■ ESTRATTO FORNITO:
================================
Appurato che il contatto con la natura è un bisogno vitale per l’uomo, allora è stato possibile definire il concetto di disturbo da deficit di natura. Ciò è stato descritto per la prima volta da Richard Louv nel suo libro “L’ultimo bambino nel bosco” (Rizzoli, 2006). Sebbene non sia un disturbo clinicamente riconosciuto, si riferisce alle conseguenze negative del trascorrere meno tempo nella natura, in particolare tra i bambini. Alcune ricerche, infatti, indicano che i bambini dei giorni nostri trascorrono meno tempo all’aperto, meno tempo a dedicarsi a giochi non strutturati e meno tempo a vivere la natura rispetto alle generazioni precedenti, mentre per contro, trascorrono più tempo in casa impegnati in attività sedentarie come guardare la televisione, usare dispositivi elettronici o videogiochi. Questo tipo di disconnessione dalla natura può avere effetti negativi sulla salute mentale e fisica. La mancanza di esposizione a spazi verdi e ambienti naturali è stata collegata a livelli di stress più elevati, tassi più elevati di problemi di salute mentale, riduzione delle funzioni cognitive e diminuzione del benessere generale.
In generale, il bagno nella foresta si può associare a tutte le pratiche che tendono a migliorare l’attività del sistema nervoso parasimpatico, cioè di quella parte del sistema neurovegetativo che si occupa del riposo e della digestione. Recentemente è stata attribuita al sistema parasimpatico anche un’azione antiinfiammatoria.
Queste pratiche spaziano dalla respirazione controllata, alla meditazione, dallo Yoga al Tai Chi e comprendono anche il semplice atto di ammirare paesaggi naturali, opere d’arte o ambienti/oggetti esteticamente piacevoli. Un articolo pubblicato su Science, riporta che negli ospedali, i pazienti con vista su un paesaggio naturale guarivano più in fretta e con meno analgesici rispetto a chi vedeva un muro. E ancora, un altro articolo sul prestigioso Journal of Neurophysiology, sostiene che osservare opere d’arte attiva il sistema di ricompensa nel cervello, simile a quello che si attiva con il buon cibo o le relazioni affettive. Cosa che può certamente essere estesa anche all’osservazione della natura.
Fëdor Dostoevskij, uno dei più grandi scrittori russi del XIX secolo, fa pronunciare al principe Myškin, protagonista del romanzo “L’idiota” (1869), la celebre frase “La bellezza salverà il mondo“. La bellezza a cui Dostoevskij allude non è però soltanto estetica, ma anche spirituale, morale, ambientale e quella legata alla verità e al bene.
Facciamo tesoro di questa frase illuminante e circondiamoci di Natura e di Bellezza.
Riferimenti bibliografici
- Hansen MM, Jones R, Tocchini K. Shinrin-Yoku (Forest Bathing) and Nature Therapy: A State-of-the-Art Review. Int J Environ Res Public Health. 2017 Jul 28;14(8):851. doi: 10.3390/ijerph14080851. PMID: 28788101; PMCID: PMC5580555.
- Kellert, S. R., Heerwagen, J., & Mador, M. (2008). Biophilic Design: The Theory, Science and Practice of Bringing Buildings to Life. Wiley.
- Ulrich, R.S. (1984). “View through a window may influence recovery from surgery.” Science, 224(4647), 420–421.
- Kawabata, H. & Zeki, S. (2004). “Neural correlates of beauty.” Journal of Neurophysiology, 91(4), 1699–1705.
================================
■ VOCI FORNITE:
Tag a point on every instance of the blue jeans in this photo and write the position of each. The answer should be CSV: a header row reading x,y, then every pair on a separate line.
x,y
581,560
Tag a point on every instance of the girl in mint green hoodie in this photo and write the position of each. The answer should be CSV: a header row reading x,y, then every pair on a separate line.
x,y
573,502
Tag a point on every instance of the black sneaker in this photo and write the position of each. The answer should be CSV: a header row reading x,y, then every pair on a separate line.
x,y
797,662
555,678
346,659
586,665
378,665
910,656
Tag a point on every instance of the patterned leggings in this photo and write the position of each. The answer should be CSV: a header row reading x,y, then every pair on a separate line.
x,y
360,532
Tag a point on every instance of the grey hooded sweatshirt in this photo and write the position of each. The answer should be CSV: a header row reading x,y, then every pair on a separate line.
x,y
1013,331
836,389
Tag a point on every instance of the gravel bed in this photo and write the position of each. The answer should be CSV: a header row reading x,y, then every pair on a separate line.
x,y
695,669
================================
■ COMPITI DA SVOLGERE:
(1) Stabilisci se le affermazioni seguenti concordano con l'estratto, rispondendo sì o no e citando le parole del testo che lo dimostrano. (a) Il disturbo da deficit di natura è un disturbo clinicamente riconosciuto. (b) Secondo un articolo su Science, negli ospedali i pazienti con vista su un paesaggio naturale guarivano più in fretta. (c) Il concetto di disturbo da deficit di natura fu descritto per la prima volta da Richard Louv.
(2) Secondo l'estratto, di che cosa si occupa il sistema nervoso parasimpatico?

■ SOLUZIONI DEI COMPITI:
(1)
(a) No: «Sebbene non sia un disturbo clinicamente riconosciuto».
(b) Sì: «i pazienti con vista su un paesaggio naturale guarivano più in fretta e con meno analgesici rispetto a chi vedeva un muro».
(c) Sì: «Ciò è stato descritto per la prima volta da Richard Louv nel suo libro “L’ultimo bambino nel bosco” (Rizzoli, 2006)».

(2) Del riposo e della digestione.